# Problem details
Write each line exactly, from the line that holds "--target white signboard" through the final line of the material, and no other line.

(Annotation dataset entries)
******

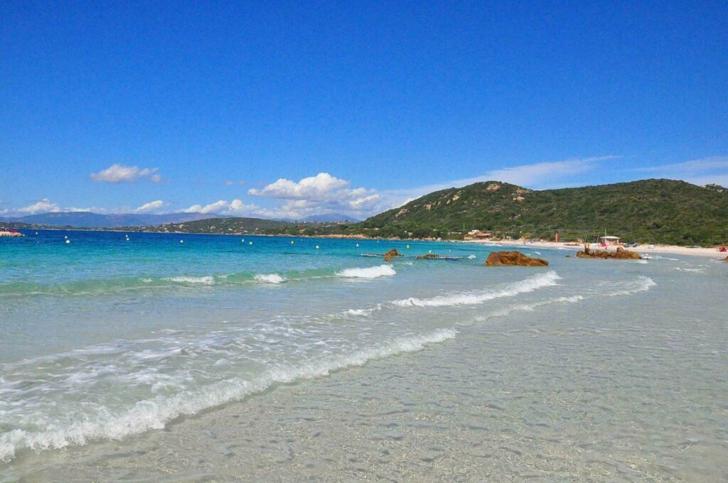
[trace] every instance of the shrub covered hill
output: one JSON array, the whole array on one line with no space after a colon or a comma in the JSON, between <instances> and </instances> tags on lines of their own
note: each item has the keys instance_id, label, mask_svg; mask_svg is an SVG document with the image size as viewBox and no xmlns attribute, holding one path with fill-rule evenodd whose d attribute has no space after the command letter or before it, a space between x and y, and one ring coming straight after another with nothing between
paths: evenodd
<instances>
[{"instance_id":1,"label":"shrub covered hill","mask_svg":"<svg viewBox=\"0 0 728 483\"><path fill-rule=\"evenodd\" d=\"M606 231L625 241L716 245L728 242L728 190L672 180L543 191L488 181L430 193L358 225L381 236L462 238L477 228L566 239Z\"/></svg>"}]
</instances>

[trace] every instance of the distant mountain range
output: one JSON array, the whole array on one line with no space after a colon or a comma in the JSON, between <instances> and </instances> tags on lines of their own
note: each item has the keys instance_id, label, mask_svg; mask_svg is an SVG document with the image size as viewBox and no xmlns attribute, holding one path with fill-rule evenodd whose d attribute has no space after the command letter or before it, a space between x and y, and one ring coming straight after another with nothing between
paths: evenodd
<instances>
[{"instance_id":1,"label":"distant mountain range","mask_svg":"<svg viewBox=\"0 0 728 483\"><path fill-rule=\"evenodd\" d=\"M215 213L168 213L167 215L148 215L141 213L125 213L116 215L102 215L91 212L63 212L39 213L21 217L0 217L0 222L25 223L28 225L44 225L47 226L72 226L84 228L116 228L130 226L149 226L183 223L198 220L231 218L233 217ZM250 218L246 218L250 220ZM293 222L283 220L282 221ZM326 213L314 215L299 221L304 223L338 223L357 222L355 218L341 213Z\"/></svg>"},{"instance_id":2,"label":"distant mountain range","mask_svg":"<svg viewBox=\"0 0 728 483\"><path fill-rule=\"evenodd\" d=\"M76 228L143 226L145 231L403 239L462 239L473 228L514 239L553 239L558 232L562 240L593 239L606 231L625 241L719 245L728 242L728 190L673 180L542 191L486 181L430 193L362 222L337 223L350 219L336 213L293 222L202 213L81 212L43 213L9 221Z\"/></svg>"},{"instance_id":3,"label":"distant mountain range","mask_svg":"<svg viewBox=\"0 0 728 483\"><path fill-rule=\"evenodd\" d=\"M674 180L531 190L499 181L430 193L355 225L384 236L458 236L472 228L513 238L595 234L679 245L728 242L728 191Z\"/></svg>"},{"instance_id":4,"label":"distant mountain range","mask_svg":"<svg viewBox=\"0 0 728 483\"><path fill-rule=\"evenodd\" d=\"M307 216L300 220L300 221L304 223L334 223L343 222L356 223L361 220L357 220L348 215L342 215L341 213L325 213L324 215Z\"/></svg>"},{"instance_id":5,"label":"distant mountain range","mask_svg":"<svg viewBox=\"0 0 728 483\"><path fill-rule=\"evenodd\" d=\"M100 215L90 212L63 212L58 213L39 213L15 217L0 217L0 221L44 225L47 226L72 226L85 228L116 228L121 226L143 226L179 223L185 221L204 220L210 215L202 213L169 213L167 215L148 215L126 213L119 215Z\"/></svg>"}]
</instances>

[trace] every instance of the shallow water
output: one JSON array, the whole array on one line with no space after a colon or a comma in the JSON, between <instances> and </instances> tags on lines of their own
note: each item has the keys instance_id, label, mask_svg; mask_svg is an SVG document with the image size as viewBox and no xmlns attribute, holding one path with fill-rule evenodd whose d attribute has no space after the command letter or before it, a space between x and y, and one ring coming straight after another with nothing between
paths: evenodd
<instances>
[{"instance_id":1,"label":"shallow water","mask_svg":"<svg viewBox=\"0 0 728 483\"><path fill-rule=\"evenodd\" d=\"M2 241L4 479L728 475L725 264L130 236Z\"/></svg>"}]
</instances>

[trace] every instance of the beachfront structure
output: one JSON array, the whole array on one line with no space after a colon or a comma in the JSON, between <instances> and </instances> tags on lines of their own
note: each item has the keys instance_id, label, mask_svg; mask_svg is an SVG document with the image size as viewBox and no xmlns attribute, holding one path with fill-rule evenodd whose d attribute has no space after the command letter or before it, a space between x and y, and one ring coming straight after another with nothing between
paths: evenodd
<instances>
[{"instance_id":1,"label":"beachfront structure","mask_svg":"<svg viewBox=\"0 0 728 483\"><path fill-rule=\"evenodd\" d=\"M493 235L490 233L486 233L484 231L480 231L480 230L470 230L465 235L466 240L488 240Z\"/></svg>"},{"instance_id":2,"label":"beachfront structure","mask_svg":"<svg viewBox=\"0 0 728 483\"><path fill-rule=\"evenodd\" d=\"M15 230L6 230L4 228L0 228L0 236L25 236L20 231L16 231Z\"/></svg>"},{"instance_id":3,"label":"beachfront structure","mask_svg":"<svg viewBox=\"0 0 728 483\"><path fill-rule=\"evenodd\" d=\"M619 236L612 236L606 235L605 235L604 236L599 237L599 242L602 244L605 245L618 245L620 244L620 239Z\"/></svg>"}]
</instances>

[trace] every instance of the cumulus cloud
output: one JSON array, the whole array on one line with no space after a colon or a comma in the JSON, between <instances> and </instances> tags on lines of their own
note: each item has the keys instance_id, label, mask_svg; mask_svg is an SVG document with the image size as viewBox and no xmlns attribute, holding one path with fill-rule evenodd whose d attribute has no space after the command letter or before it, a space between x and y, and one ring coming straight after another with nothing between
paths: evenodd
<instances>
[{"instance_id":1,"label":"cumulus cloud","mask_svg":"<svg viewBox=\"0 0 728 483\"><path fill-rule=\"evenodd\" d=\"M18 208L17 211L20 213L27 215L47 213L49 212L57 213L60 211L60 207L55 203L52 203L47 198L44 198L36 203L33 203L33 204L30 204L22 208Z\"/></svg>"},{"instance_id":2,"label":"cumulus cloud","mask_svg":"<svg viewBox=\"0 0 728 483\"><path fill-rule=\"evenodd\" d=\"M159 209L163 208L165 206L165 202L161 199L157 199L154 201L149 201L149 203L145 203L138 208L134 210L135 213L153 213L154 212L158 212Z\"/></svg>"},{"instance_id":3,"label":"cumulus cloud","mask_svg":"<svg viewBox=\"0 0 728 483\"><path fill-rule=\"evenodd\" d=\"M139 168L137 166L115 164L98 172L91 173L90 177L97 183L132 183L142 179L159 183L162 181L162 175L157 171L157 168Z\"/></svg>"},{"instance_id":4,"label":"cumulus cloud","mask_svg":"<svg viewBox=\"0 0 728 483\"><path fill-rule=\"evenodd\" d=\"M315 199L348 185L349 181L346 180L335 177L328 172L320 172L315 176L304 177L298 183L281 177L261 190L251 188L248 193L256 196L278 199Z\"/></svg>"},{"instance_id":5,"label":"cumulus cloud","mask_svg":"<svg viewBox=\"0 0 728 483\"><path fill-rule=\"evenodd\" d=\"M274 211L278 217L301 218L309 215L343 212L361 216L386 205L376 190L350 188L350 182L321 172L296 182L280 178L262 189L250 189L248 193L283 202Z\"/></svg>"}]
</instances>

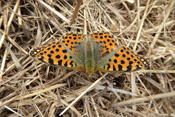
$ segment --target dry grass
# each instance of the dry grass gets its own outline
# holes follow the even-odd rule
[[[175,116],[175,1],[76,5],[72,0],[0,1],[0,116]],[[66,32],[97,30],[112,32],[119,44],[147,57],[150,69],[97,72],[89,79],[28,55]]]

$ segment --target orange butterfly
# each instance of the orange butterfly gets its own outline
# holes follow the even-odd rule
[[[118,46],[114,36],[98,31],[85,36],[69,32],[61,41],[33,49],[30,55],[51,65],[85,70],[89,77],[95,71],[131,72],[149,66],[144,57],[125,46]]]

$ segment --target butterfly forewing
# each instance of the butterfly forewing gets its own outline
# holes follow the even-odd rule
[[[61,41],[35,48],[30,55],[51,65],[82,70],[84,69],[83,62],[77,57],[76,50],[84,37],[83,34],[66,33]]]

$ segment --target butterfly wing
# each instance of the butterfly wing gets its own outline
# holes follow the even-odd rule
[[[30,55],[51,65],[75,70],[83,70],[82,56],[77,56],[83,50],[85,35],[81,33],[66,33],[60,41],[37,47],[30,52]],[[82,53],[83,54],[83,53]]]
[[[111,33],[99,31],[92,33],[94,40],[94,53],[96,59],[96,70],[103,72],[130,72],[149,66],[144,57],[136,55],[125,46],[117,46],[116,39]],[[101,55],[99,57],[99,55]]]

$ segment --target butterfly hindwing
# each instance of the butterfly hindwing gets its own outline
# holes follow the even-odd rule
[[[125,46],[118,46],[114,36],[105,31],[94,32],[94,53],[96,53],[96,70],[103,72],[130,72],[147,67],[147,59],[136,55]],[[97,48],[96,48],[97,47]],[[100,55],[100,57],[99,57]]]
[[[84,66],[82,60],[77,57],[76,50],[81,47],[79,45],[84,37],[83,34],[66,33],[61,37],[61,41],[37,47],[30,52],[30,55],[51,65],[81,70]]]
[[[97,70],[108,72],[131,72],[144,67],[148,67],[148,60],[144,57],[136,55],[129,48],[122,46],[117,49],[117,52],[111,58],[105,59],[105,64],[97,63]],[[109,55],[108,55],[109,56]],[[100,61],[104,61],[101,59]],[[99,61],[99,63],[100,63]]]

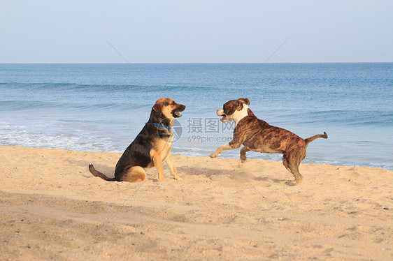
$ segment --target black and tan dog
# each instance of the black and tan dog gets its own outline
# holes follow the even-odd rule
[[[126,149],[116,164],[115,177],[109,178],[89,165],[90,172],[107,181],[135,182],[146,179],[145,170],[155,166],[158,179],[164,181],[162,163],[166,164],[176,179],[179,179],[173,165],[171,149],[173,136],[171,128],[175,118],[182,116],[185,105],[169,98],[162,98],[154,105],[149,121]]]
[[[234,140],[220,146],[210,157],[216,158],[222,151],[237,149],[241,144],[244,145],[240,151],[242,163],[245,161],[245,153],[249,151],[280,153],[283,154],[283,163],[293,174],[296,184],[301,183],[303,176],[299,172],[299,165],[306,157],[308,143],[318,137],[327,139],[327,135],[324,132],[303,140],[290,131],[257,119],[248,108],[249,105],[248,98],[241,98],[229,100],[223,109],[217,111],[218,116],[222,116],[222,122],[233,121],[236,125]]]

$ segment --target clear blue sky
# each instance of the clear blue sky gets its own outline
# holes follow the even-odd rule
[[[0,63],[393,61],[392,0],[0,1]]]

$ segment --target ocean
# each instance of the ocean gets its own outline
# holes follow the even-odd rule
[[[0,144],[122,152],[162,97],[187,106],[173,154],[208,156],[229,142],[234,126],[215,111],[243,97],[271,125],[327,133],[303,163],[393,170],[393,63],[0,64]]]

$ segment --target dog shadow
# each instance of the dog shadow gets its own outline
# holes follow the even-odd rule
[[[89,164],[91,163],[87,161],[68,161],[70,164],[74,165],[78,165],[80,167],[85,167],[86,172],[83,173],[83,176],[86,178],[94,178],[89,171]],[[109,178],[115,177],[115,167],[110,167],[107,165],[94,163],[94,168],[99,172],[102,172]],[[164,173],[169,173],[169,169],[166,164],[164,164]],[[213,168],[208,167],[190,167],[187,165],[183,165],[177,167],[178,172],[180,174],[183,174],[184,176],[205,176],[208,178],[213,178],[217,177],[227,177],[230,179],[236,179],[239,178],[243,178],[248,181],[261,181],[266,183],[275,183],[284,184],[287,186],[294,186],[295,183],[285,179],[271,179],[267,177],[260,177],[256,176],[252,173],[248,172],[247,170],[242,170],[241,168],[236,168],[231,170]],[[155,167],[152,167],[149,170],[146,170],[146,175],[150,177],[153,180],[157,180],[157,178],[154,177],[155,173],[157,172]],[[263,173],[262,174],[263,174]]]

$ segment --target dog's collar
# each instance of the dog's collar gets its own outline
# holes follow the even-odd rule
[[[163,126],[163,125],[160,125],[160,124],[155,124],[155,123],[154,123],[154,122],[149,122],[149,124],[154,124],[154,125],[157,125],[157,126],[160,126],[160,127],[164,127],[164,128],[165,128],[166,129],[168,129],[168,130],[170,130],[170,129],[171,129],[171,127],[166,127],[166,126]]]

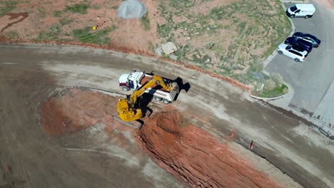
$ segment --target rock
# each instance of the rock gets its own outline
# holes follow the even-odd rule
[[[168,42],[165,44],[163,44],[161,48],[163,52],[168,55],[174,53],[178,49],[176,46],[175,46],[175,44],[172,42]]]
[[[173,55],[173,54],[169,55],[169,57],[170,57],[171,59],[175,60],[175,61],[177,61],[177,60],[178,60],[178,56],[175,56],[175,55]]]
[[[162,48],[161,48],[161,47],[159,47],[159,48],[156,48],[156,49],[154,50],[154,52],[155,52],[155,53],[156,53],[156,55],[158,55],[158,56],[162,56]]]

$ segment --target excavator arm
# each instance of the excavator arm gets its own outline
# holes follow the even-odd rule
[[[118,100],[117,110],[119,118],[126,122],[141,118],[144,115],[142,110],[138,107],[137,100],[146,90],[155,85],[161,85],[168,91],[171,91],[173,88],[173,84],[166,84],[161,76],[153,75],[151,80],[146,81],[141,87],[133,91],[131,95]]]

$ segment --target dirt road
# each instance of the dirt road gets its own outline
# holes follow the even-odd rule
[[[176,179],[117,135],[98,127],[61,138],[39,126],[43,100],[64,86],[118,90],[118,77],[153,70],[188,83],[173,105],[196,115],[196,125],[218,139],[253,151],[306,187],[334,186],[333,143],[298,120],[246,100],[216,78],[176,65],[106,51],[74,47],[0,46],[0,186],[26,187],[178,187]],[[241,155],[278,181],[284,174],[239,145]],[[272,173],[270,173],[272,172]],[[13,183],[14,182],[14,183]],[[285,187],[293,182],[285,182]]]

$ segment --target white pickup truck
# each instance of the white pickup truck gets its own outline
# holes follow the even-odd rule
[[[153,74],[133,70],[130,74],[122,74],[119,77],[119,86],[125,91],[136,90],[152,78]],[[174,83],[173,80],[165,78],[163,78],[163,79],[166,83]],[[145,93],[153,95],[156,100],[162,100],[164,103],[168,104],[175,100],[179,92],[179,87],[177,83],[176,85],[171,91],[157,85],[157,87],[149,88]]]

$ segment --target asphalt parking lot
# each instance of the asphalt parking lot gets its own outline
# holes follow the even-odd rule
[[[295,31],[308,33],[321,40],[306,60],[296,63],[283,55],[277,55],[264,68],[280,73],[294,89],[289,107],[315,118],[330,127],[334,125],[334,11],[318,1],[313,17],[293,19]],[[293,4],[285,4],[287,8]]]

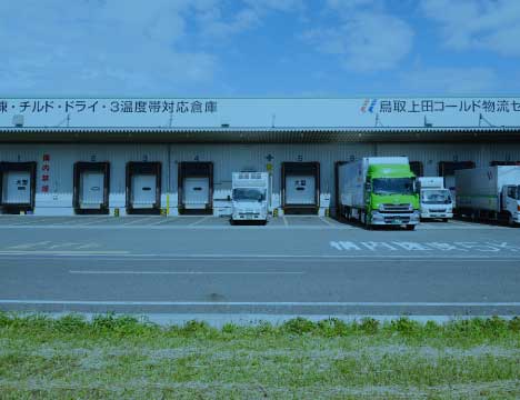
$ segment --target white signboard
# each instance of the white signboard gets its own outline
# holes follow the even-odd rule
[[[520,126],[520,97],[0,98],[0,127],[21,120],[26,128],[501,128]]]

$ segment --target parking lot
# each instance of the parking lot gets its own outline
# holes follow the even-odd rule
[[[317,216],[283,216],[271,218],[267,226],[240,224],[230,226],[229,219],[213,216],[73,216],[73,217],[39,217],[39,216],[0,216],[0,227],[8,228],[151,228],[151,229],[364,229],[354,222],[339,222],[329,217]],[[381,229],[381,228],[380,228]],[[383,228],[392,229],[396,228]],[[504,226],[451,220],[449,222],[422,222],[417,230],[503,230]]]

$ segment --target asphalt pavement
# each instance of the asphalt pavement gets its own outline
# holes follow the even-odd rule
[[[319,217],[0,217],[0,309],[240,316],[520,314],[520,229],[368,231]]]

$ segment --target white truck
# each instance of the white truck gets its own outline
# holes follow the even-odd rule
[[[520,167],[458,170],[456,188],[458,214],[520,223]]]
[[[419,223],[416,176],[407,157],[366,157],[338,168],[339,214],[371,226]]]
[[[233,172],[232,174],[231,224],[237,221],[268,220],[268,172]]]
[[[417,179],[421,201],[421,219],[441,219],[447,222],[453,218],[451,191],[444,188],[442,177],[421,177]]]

******

# Written response
$ segment --target white signboard
# each instance of the white signboard gets its own outline
# holes follow the even-odd rule
[[[520,126],[520,97],[0,98],[0,127],[21,120],[26,128],[501,128]]]

$ segment --target parking lot
# each instance of the parking lot gets its own outline
# holes follow the even-odd rule
[[[317,216],[283,216],[271,218],[267,226],[240,224],[230,226],[229,219],[213,216],[73,216],[73,217],[39,217],[39,216],[0,216],[0,227],[8,228],[151,228],[151,229],[364,229],[354,222],[339,222],[329,217]],[[381,229],[381,228],[380,228]],[[383,228],[392,229],[396,228]],[[504,226],[451,220],[449,222],[422,222],[417,230],[503,230]]]

$ segment --target asphalt pavement
# each instance of the asphalt pavement gets its own outline
# holes follow the even-odd rule
[[[319,217],[0,217],[0,309],[240,316],[520,314],[520,229],[368,231]]]

$ segment --target white truck
# each instance of the white truck gets its own outline
# holes follow the even-odd rule
[[[520,167],[458,170],[456,188],[458,214],[520,223]]]
[[[419,223],[416,176],[407,157],[366,157],[338,168],[339,214],[371,226]]]
[[[233,172],[232,174],[231,224],[237,221],[268,220],[268,172]]]
[[[417,179],[421,201],[421,219],[441,219],[447,222],[453,218],[451,191],[444,188],[442,177],[421,177]]]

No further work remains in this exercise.